Torturas y abusos en los sótanos de La Moneda: “No ha habido reparación, cada uno se las ha arreglado como ha podido”
Ana María Campillo relata en la víspera del 50 aniversario del Golpe militar en Chile su detención en el centro que en 1973 y 1974 funcionó en el subterráneo de la plaza frente al palacio presidencial
Ana María Campillo y su amiga Isabel querían gastarle una broma a los chicos con los que estaban saliendo a mediados de 1974, cuando todavía no se cumplía un año de la dictadura militar de Augusto Pinochet. Los cuatro universitarios eran de izquierdas y participaban en actividades de resistencia de tono menor. Ellas consideraban que sus parejas, militantes del Partido Socialista, eran algo descuidados con el material clandestino que manejaban, así que pensaron darles un susto en el piso que ellos compartían. Habían quedado en la noche, pero las jóvenes, que tenían llave, llegaron antes. Pusieron un disco del Lago de los Cisnes y, entre risas, desordenaron la casa para que pareciera que la habían allanado. A las 19.00 horas sonó el timbre. Isabel fue a abrir la puerta y regresó al salón con el rostro desencajado. “Qué bien actúa esta”, pensó Ana María, hasta que vio aparecer a un hombre vestido de civil apuntándole con una metralleta. Luego se dejaron ver otros cuatro más.
En una cafetería a pasos de la Plaza de la Constitución, frente al Palacio presidencial de Chile, Ana María Campillo (70 años, Osorno) recuerda la inocencia y la lucha de ese grupo de amigos. En el subterráneo de aquella plaza operó el cuartel del Servicio de Inteligencia de Carabineros (SICAR), uno de los centros de represión más desconocidos del país. Allí interrogaron, torturaron y violaron a Campillo. Su relato es nítido y emocional. Pero está cansada. El 30 de agosto pasado, casi medio siglo después de lo ocurrido, la Corte Suprema condenó a seis exagentes del SICAR por los delitos de los que fue víctima. El trabajo de la Corporación Humanas fue clave en la búsqueda de justicia. Ese mismo día, el presidente Gabriel Boric colocó una placa que da cuenta de que el actual estacionamiento de La Moneda fue el Cuartel N° 1, un centro de tortura.
+++
▶ **TAREAS POR REALIZAR**
1. Transcriba del artículo sobre los sótanos de La Moneda todo el pasaje que va desde "En una cafetería" hasta "centro de tortura.", ambos incluidos.
2. Prolongue el artículo sobre los sótanos de La Moneda a partir del punto en que termina.
Los datos que aparecen a continuación no guardan relación alguna con el artículo sobre los sótanos de La Moneda.
+++
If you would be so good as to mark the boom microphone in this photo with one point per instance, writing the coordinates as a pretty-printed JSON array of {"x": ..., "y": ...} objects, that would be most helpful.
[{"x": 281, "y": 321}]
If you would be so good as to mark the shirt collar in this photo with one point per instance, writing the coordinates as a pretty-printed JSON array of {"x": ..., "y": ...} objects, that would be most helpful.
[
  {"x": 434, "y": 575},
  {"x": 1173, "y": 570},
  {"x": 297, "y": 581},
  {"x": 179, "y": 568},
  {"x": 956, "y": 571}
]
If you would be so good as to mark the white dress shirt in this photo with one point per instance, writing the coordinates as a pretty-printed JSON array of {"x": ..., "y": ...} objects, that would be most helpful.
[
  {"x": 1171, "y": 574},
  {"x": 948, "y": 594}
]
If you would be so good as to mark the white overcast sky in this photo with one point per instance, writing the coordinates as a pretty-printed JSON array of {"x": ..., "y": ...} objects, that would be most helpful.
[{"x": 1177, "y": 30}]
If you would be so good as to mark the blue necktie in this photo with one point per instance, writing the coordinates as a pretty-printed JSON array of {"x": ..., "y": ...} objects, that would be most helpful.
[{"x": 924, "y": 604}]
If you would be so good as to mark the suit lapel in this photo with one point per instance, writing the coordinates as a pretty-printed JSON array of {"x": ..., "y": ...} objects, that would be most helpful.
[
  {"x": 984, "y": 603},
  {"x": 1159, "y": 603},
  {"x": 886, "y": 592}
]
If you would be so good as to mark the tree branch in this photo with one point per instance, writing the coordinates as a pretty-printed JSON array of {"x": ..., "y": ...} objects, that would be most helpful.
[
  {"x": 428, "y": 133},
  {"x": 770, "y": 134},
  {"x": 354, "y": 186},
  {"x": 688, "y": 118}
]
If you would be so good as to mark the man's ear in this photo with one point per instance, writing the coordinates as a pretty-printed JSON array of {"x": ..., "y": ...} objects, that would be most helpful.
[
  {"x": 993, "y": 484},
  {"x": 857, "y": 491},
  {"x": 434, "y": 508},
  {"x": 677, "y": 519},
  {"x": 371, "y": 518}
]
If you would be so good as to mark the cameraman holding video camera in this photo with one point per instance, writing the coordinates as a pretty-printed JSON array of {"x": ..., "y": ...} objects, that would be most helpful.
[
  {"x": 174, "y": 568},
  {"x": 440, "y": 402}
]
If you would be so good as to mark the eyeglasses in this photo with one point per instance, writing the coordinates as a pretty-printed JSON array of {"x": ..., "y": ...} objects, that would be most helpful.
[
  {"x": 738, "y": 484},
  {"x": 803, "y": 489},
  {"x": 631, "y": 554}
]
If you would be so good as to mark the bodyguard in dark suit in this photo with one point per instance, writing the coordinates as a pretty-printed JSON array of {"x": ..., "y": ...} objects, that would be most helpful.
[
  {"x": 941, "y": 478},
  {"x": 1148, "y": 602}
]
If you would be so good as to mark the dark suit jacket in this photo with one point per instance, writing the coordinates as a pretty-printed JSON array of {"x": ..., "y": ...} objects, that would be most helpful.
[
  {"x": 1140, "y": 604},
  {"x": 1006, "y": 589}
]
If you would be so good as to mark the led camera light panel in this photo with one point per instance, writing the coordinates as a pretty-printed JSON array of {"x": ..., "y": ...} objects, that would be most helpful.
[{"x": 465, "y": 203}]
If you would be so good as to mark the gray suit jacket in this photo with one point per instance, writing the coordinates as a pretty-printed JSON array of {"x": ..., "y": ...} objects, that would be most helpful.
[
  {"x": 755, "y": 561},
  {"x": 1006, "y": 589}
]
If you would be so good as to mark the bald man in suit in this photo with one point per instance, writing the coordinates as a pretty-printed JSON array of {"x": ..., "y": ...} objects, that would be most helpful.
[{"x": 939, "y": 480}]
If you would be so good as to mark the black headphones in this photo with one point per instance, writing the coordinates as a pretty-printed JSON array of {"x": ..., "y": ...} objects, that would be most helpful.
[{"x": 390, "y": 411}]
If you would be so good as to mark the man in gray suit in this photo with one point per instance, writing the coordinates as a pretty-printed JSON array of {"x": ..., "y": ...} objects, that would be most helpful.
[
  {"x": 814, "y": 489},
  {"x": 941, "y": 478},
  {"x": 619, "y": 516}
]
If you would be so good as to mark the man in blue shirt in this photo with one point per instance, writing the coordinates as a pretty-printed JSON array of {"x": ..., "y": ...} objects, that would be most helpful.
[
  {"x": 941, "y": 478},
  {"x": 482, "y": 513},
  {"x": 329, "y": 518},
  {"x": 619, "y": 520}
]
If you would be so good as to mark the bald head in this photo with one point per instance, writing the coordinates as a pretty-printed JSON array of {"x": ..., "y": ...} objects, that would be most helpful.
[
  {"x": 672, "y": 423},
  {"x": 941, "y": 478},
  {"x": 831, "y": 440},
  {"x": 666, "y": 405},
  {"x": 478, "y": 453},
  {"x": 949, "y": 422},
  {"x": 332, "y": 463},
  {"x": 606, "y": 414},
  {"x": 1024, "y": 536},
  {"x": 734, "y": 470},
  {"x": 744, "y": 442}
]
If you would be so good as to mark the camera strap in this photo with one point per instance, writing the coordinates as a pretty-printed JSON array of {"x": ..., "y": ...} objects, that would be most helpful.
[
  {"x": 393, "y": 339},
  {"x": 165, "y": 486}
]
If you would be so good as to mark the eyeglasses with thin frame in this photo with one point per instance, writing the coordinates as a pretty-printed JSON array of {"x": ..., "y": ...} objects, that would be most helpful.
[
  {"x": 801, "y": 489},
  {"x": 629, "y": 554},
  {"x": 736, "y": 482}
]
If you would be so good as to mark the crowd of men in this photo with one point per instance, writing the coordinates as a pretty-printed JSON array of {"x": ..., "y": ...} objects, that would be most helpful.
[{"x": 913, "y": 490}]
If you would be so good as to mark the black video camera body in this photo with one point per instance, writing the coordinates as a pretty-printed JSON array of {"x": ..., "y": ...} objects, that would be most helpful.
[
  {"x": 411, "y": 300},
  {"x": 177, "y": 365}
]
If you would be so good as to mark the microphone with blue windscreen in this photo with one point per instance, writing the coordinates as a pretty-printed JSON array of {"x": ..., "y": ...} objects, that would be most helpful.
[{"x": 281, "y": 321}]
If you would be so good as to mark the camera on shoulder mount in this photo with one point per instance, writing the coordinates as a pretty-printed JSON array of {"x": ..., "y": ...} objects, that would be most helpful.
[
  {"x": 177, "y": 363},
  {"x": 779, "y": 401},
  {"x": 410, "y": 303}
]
+++
▶ **RESULTADOS EN ORDEN**
1.
En una cafetería a pasos de la Plaza de la Constitución, frente al Palacio presidencial de Chile, Ana María Campillo (70 años, Osorno) recuerda la inocencia y la lucha de ese grupo de amigos. En el subterráneo de aquella plaza operó el cuartel del Servicio de Inteligencia de Carabineros (SICAR), uno de los centros de represión más desconocidos del país. Allí interrogaron, torturaron y violaron a Campillo. Su relato es nítido y emocional. Pero está cansada. El 30 de agosto pasado, casi medio siglo después de lo ocurrido, la Corte Suprema condenó a seis exagentes del SICAR por los delitos de los que fue víctima. El trabajo de la Corporación Humanas fue clave en la búsqueda de justicia. Ese mismo día, el presidente Gabriel Boric colocó una placa que da cuenta de que el actual estacionamiento de La Moneda fue el Cuartel N° 1, un centro de tortura.

2.
La actividad se hizo sin presencia de la prensa, solo minutos antes de informar el país sobre el Plan de Búsqueda de desaparecidos de la dictadura. Estaban presentes una decena de miembros del colectivo Plaza de la Constitución, la agrupación de las víctimas conformada por unos 30 sobrevivientes del cuartel que operó entre 1973 y 1974. También participaron tres ministros –Carolina Tohá, Camila Vallejo y Luis Cordero– y el general director de Carabineros, Ricardo Yáñez. El encargado de presidencia le advirtió la noche anterior al colectivo que Yáñez participaría de la ceremonia. “Fue muy reparador. El presidente fue muy cercano, nos abrazó. Estar ahí, darle relevancia a ese sitio, el subterráneo de la casa de Gobierno donde se bombardeó la democracia, es muy importante”, señala Campillo.
“El segundo secuestro estuvo feo”
Campillo se instaló en Santiago durante el Gobierno de Allende para estudiar enfermería en la Universidad de Chile. Vivía en un pensionado femenino, donde las ideas de izquierdas eran las dominantes, las mismas que había escuchado de su padre, un español que huyó de la guerra civil de su país, y de su hermano, miembro del Movimiento de Izquierda Revolucionaria (MIR). Estaba comprometida con el proyecto de la Unidad Popular y gozaba del “estallido cultural”. El 11 de septiembre de 1973, el día del golpe, la pilló en el Centro de Estudios Socioeconómicos (CESO), dedicado a asesorar a Allende y donde otro de sus hermanos cumplía un papel administrativo. Los investigadores, la mayoría extranjeros, fueron pidiendo asilo con el correr de los días hasta que solo quedaron los Campillo. Su plan era uno: resistir.
A pesar de que Ana María no era militante ni tenía ningún cargo con injerencia, la expulsaron de la universidad. En marzo de 1974, comenzó a salir con Francisco, un estudiante de economía socialista que la introdujo en su mundo político. Le presentó a su compañero de piso, Alberto Zerega, y éste a su hermano, Víctor. “Seguíamos haciendo actividades de resistencia muy mínimas”, apunta Campillo, como repartir el periódico Unidad y Lucha. En un par de ocasiones, Víctor Zerega, que tenía un cargo relevante en la estructura clandestina, le pidió que la acompañara a ciertos sitios como si fuese su novia. Le advirtió que podía ser riesgoso, pero Ana María accedió sin hacer mayores preguntas.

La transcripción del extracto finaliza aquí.